> [Parts of the exercise]
1 > In the excerpt on Carter and Reagan below, do these statements agree with the text? (a) Companies and their employees moved to suburbs with kinder tax codes. (b) The Carter quote comes from his 1980 State of the Union address. (c) The steps taken to salvage the budget reduced inequality in the city. For each, answer yes or no and quote the deciding words.
2 > From the excerpt on Carter and Reagan below, extract word for word the span that begins at the words "Jimmy Carter, 1978" and stops after "the Federal Government.".
3 > Continue the excerpt on Carter and Reagan below, picking up after its last sentence.

> [Extract provided]

This was not completely without warrant. The City had less money than ever as companies and their employees relocated to whiter suburbs with kinder tax codes. The exodus decimated the City’s tax base at a time when social services were needed most. But the steps taken to salvage a depleted budget only exacerbated inequality in the city.

Democrats of the era were not looking to hold private interests accountable. Quotes from Jimmy Carter and Ronald Reagan make it sound like they are running on the same ticket:

“Government cannot solve our problems. It cannot set our goals. It cannot define our vision. Government cannot eliminate poverty or provide a bountiful economy or reduce inflation or save our cities or cure illiteracy or provide energy. And government cannot mandate goodness.”

Jimmy Carter, 1978 State of the Union address

“It is my intention to curb the size and influence of the Federal establishment and to demand recognition of the distinction between the powers granted to the Federal Government and those reserved to the States or to the people. All of us need to be reminded that the Federal Government did not create the States; the States created the Federal Government.

> [Data shown]
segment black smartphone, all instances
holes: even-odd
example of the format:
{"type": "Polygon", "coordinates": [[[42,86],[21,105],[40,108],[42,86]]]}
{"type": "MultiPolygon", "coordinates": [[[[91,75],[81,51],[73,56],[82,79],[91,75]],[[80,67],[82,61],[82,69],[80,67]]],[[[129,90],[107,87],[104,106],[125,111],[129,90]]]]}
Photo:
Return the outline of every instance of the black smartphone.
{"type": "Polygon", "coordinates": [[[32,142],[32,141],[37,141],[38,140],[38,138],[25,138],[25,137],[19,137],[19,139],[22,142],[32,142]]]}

> [Answers for the tasks]
1 >
(a) Yes: "companies and their employees relocated to whiter suburbs with kinder tax codes"
(b) No: "Jimmy Carter, 1978 State of the Union address"
(c) No: "the steps taken to salvage a depleted budget only exacerbated inequality in the city"

2 >
Jimmy Carter, 1978 State of the Union address

“It is my intention to curb the size and influence of the Federal establishment and to demand recognition of the distinction between the powers granted to the Federal Government and those reserved to the States or to the people. All of us need to be reminded that the Federal Government did not create the States; the States created the Federal Government.

3 >
Government is not the solution to our problem; government is the problem.”

Ronald Reagan, 1981 Inaugural Addresses

Donald Trump, that 29-year-old, built part of his fortune by taking advantage of this new attitude in government. Kim Phillips-Fein’s Fear City: New York’s Fiscal Crisis and the Rise of Austerity Politics eloquently outlines this phenomena.

Trump wants to get into Manhattan real estate by redeveloping the Commodore Hotel. The Commodore, once a high society hangout in the early 1900s, falls into disrepair after ownership declares bankruptcy in 1970. This is a potential disaster for the City. If the Commodore collapses, the blight of Times Square could spread to Grand Central Station and further lower NYC’s international image. Trump sees this as an opportunity. The City is so anxious to sell the property, throwing tax dodges at Trump to entice him. He eventually works with the Hyatt Hotels Corporation to put $9.5 million down for the property, which translates into roughly $360 million in tax savings and money deprived from the City.

This is a story of a soft municipal government bending to unreasonable requests. We don’t have to do that again.

Fast forward to our current fiscal crisis. It’s not a secret that housing prices have soared while wages have only inched higher in the past two decades.

In 1996, California median income was $38,812 and the average house was priced at $161,546. In 2018, those figures rose to $69,899 and $532,091 respectively. That’s a 80% increase in incomes and 229% in home values in twenty years.

In California, incomes have increased 80% while housing prices have increased 229% since 1996.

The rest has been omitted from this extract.